Required work: Rewrite the data below so that "reference point" becomes "target point" everywhere and everything else stays the same. Leave the pictures out of your answer.

#### Input material ####

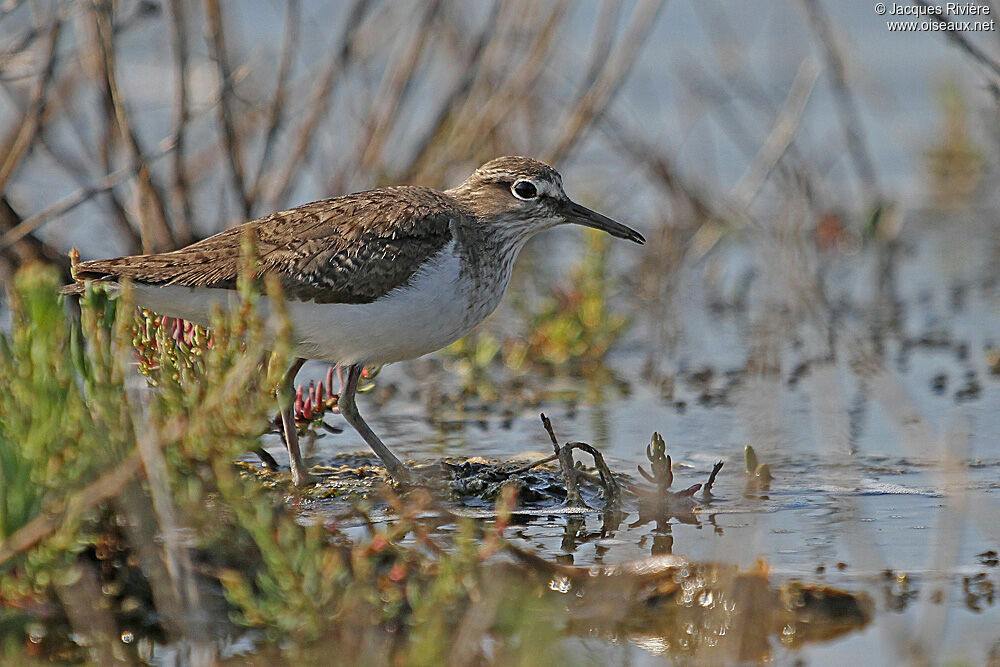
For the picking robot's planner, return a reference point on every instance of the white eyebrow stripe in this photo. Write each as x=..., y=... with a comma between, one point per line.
x=547, y=187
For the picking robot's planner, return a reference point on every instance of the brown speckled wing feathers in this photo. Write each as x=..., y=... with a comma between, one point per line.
x=350, y=249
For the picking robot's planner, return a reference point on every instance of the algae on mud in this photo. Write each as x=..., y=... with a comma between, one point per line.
x=188, y=550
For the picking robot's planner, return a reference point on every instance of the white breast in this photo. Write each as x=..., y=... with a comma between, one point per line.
x=438, y=307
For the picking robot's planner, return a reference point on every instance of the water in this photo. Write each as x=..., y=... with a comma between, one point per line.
x=863, y=496
x=861, y=482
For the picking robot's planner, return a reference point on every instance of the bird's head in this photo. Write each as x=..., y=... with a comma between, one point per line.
x=521, y=196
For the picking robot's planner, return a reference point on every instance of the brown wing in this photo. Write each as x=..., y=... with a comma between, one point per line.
x=350, y=249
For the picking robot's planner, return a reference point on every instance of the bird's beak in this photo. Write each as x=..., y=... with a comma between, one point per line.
x=581, y=215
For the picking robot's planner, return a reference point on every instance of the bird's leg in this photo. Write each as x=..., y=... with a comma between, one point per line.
x=349, y=409
x=300, y=474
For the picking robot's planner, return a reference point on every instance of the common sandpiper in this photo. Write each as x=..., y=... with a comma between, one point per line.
x=372, y=277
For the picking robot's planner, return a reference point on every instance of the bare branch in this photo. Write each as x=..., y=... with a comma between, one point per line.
x=850, y=118
x=276, y=110
x=318, y=106
x=32, y=118
x=607, y=84
x=154, y=231
x=181, y=191
x=231, y=141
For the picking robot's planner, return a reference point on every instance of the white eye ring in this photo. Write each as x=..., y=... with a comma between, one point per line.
x=524, y=189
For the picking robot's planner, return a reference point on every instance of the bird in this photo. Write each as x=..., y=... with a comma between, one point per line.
x=369, y=278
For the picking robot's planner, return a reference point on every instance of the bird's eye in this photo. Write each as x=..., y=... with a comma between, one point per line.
x=524, y=190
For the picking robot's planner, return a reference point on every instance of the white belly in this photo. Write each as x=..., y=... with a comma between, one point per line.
x=438, y=308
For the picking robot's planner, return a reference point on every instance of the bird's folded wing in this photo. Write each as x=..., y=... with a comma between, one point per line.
x=350, y=249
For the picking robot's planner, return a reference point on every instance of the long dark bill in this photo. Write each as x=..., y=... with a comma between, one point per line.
x=581, y=215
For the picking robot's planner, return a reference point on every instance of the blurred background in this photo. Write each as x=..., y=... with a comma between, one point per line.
x=820, y=279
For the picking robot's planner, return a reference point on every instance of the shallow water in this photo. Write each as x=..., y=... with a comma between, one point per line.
x=886, y=480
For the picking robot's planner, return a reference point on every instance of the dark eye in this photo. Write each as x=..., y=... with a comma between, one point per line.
x=524, y=190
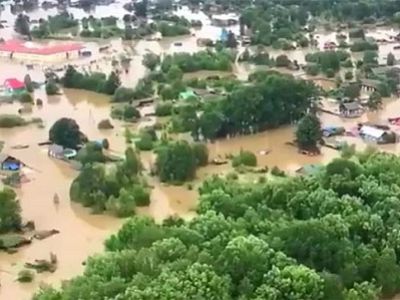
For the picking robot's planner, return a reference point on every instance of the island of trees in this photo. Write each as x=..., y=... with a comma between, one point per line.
x=332, y=235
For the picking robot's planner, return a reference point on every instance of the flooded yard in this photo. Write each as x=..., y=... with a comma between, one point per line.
x=82, y=233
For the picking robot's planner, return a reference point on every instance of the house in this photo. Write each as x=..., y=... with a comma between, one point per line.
x=223, y=37
x=224, y=20
x=9, y=163
x=59, y=152
x=330, y=46
x=332, y=131
x=187, y=95
x=370, y=85
x=373, y=134
x=311, y=169
x=48, y=52
x=56, y=151
x=350, y=109
x=13, y=87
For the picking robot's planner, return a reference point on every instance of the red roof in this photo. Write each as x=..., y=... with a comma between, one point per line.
x=21, y=47
x=14, y=83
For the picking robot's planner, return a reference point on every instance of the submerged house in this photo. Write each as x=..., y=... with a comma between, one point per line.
x=13, y=87
x=375, y=135
x=59, y=152
x=10, y=163
x=187, y=95
x=350, y=109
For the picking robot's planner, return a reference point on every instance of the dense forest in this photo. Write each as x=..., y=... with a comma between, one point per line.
x=332, y=235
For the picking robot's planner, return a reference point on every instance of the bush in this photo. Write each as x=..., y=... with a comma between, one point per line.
x=25, y=98
x=277, y=172
x=244, y=158
x=330, y=73
x=145, y=142
x=141, y=195
x=105, y=124
x=9, y=121
x=201, y=153
x=25, y=276
x=51, y=88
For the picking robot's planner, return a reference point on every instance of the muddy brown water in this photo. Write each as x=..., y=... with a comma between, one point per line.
x=81, y=233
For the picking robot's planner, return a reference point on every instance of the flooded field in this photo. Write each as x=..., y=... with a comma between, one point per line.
x=81, y=233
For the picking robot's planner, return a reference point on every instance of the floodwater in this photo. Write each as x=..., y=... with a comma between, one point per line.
x=81, y=233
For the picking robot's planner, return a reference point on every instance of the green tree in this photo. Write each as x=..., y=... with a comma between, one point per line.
x=391, y=59
x=21, y=25
x=176, y=162
x=308, y=131
x=151, y=61
x=10, y=218
x=66, y=132
x=387, y=272
x=113, y=82
x=51, y=88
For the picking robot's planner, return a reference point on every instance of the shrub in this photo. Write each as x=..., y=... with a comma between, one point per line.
x=277, y=172
x=348, y=75
x=141, y=195
x=105, y=124
x=25, y=98
x=330, y=73
x=201, y=153
x=145, y=142
x=9, y=121
x=25, y=276
x=123, y=94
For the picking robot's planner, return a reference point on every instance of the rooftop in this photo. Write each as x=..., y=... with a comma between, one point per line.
x=351, y=105
x=32, y=48
x=371, y=131
x=14, y=83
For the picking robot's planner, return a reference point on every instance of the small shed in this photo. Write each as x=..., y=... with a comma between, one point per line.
x=188, y=94
x=373, y=134
x=13, y=86
x=350, y=109
x=9, y=163
x=56, y=151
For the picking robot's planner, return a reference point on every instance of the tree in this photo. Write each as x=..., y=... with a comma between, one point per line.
x=391, y=59
x=22, y=25
x=387, y=272
x=348, y=75
x=201, y=154
x=374, y=101
x=210, y=124
x=151, y=61
x=141, y=8
x=51, y=88
x=282, y=61
x=176, y=162
x=352, y=91
x=66, y=132
x=10, y=218
x=308, y=131
x=370, y=57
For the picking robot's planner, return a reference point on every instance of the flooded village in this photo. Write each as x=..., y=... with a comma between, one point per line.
x=47, y=170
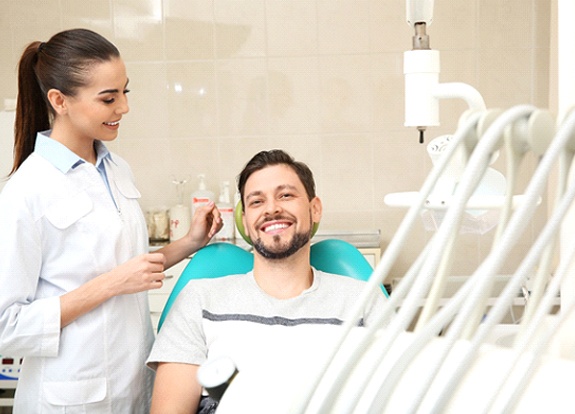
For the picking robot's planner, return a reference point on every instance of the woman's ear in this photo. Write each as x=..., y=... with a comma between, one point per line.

####

Solved problem:
For the picking robot's planner, return a target point on every instance of the white eyebrow stripe in this photo. Write each as x=..., y=... with a comma between, one point per line.
x=547, y=187
For the picking robot's planner, return a target point on every instance of the brown speckled wing feathers in this photo. Write each as x=..., y=... with a comma between, one point per line.
x=350, y=249
For the picking robot's planner, return a target point on every instance of the algae on mud in this photo. Write each as x=..., y=... with a comma between, one point per line.
x=188, y=550
For the picking robot's planner, return a target point on every instance of the white breast in this photo. Write each as x=..., y=... with a comma between, one point per line.
x=438, y=307
For the picking robot's planner, return a target point on every instance of the water in this photo. Write each as x=..., y=... with a comma between, one point per line.
x=863, y=496
x=861, y=482
For the picking robot's planner, return a target point on every instance of the bird's head in this photo. Write each as x=..., y=... with a comma between, one point per line.
x=521, y=196
For the picking robot's planner, return a target point on every instance of the brown wing in this photo. Write each as x=..., y=... with a comma between, one point per line.
x=350, y=249
For the picking robot's planner, return a target point on every instance of the bird's beak in this photo. Write each as x=..., y=... with a comma between, one point per line.
x=581, y=215
For the picking robot's planner, return a target point on every instance of the bird's leg in this photo. Write each as x=..., y=... with a comma between, one point per line.
x=349, y=409
x=300, y=474
For the picking robot's planner, return a target point on every instance of the common sandpiper in this photo. Write each as x=..., y=... with a comma between, one point per line.
x=372, y=277
For the picking robot's planner, return a target point on every instance of the bare branch in this photo. Write each as x=..., y=... with a comma between, one point per line.
x=850, y=118
x=276, y=110
x=318, y=106
x=32, y=118
x=607, y=84
x=154, y=231
x=181, y=191
x=231, y=141
For the picking robot's planner, return a target point on every instance of the white eye ring in this photo. Write each as x=..., y=... with a comma between, one point per line.
x=524, y=189
For the picking robot's planner, return a target point on every instance of the bird in this photo. Write each as x=..., y=... with a comma between, one point per line.
x=369, y=278
For the picking robot's planner, return a target point on every instance of the bird's eye in this photo. Write each as x=..., y=... with a comma between, one point per line.
x=524, y=190
For the picking robot's planner, return a target point on every instance of the white belly in this photo. Write each as x=..., y=... with a comma between, one point per line.
x=438, y=308
For the picking robot's planner, return a target point on every instance of the bird's folded wing in this photo. Write each as x=..., y=... with a comma between, one point per line.
x=350, y=249
For the picking robot's planner, return a target point on every instance of the long dark bill in this photo. Write each as x=..., y=... with a comma between, one point per line.
x=581, y=215
For the picking robot's planner, return a target point on every instance of the blurred background in this photo. Write each as x=..., y=... with a comma between, one point per line.
x=820, y=279
For the picking robot's planner, return a target point on every instance of the shallow water in this photo. Write each as x=..., y=... with a comma between, one point per line.
x=886, y=480
For the picking robot's planner, return a target point on every instance of the dark eye in this photo. Write each as x=..., y=... with a comma between, one point per line.
x=524, y=190
For the picking robot's planner, return a target point on every instance of the island of trees in this photo. Write each as x=..., y=... with a comma between, one point per line.
x=332, y=235
For the picking robot's planner, return a target point on every instance of the flooded yard in this photo. Write each as x=..., y=... with a comma between, one point per line.
x=82, y=233
For the picking robot's planner, return a target point on every instance of the house in this photo. Write each as x=..., y=... with a comma between, one point per line.
x=223, y=37
x=224, y=20
x=9, y=163
x=59, y=152
x=330, y=46
x=332, y=131
x=187, y=95
x=370, y=85
x=373, y=134
x=311, y=169
x=48, y=52
x=56, y=151
x=350, y=109
x=13, y=87
For the picking robot's planner, return a target point on every instance of the red roof in this photo. Write each as x=..., y=... with a comma between, one point per line.
x=21, y=47
x=14, y=83
For the picking robot's planner, return a target point on every instance of the submerged house in this photo. Write each as x=..., y=... with a comma between, one point per line.
x=13, y=87
x=375, y=135
x=59, y=152
x=10, y=163
x=187, y=95
x=350, y=109
For the picking robot's planner, return a target point on every instance of the dense forest in this photo. Write each as x=..., y=... with a comma between, one point per line.
x=332, y=235
For the picking robot's planner, return a target point on every instance of the bush in this photo. Write each as x=..., y=... with a comma between, one point per line.
x=25, y=98
x=277, y=172
x=244, y=158
x=330, y=73
x=145, y=142
x=141, y=195
x=105, y=124
x=9, y=121
x=201, y=153
x=25, y=276
x=51, y=88
For the picking robot's planner, return a target point on every instance of the muddy brown water in this photo. Write each as x=..., y=... with a comma between, one point per line.
x=81, y=233
For the picking robot's planner, return a target point on every instance of the flooded field in this photo. Write each as x=..., y=... with a comma between, one point per line.
x=81, y=233
For the picking robot's planner, return a target point on every instance of the floodwater in this photo. Write each as x=..., y=... with a comma between, one point per line.
x=81, y=233
For the picking robot's planner, return a target point on every instance of the green tree in this photo. Write each as x=..., y=... with a comma between, one point per line.
x=391, y=59
x=21, y=25
x=176, y=162
x=308, y=131
x=151, y=61
x=10, y=218
x=66, y=132
x=387, y=272
x=113, y=82
x=51, y=88
For the picking robot's planner, return a target point on every instance of the shrub in this photo. Write each as x=..., y=... with a comma between, one point per line.
x=277, y=172
x=348, y=75
x=141, y=195
x=105, y=124
x=25, y=98
x=330, y=73
x=201, y=153
x=145, y=142
x=9, y=121
x=25, y=276
x=123, y=94
For the picking robot's planner, return a target point on every instance of the rooftop in this photo. Write each as x=..., y=... with a comma between, one point per line.
x=351, y=105
x=32, y=48
x=371, y=131
x=14, y=83
For the picking robot's planner, return a target point on every instance of the small shed in this photo. Write each as x=..., y=... with a comma between, one point per line.
x=188, y=94
x=373, y=134
x=13, y=86
x=350, y=109
x=9, y=163
x=56, y=151
For the picking robot's planner, return a target point on every instance of the tree in this photo. Write each as x=..., y=... with a comma between, one point per line.
x=391, y=59
x=22, y=25
x=387, y=272
x=348, y=75
x=201, y=154
x=374, y=101
x=210, y=124
x=151, y=61
x=141, y=8
x=51, y=88
x=282, y=61
x=176, y=162
x=352, y=91
x=66, y=132
x=10, y=218
x=308, y=131
x=370, y=57
For the picking robot's planner, return a target point on every instance of the flooded village in this photo. Write each as x=..., y=... with a comma between, one point per line.
x=47, y=170
For the picking robot's planner, return a target point on every instance of the woman's ear in this photo. Write each as x=..., y=... with a comma between, one point per line.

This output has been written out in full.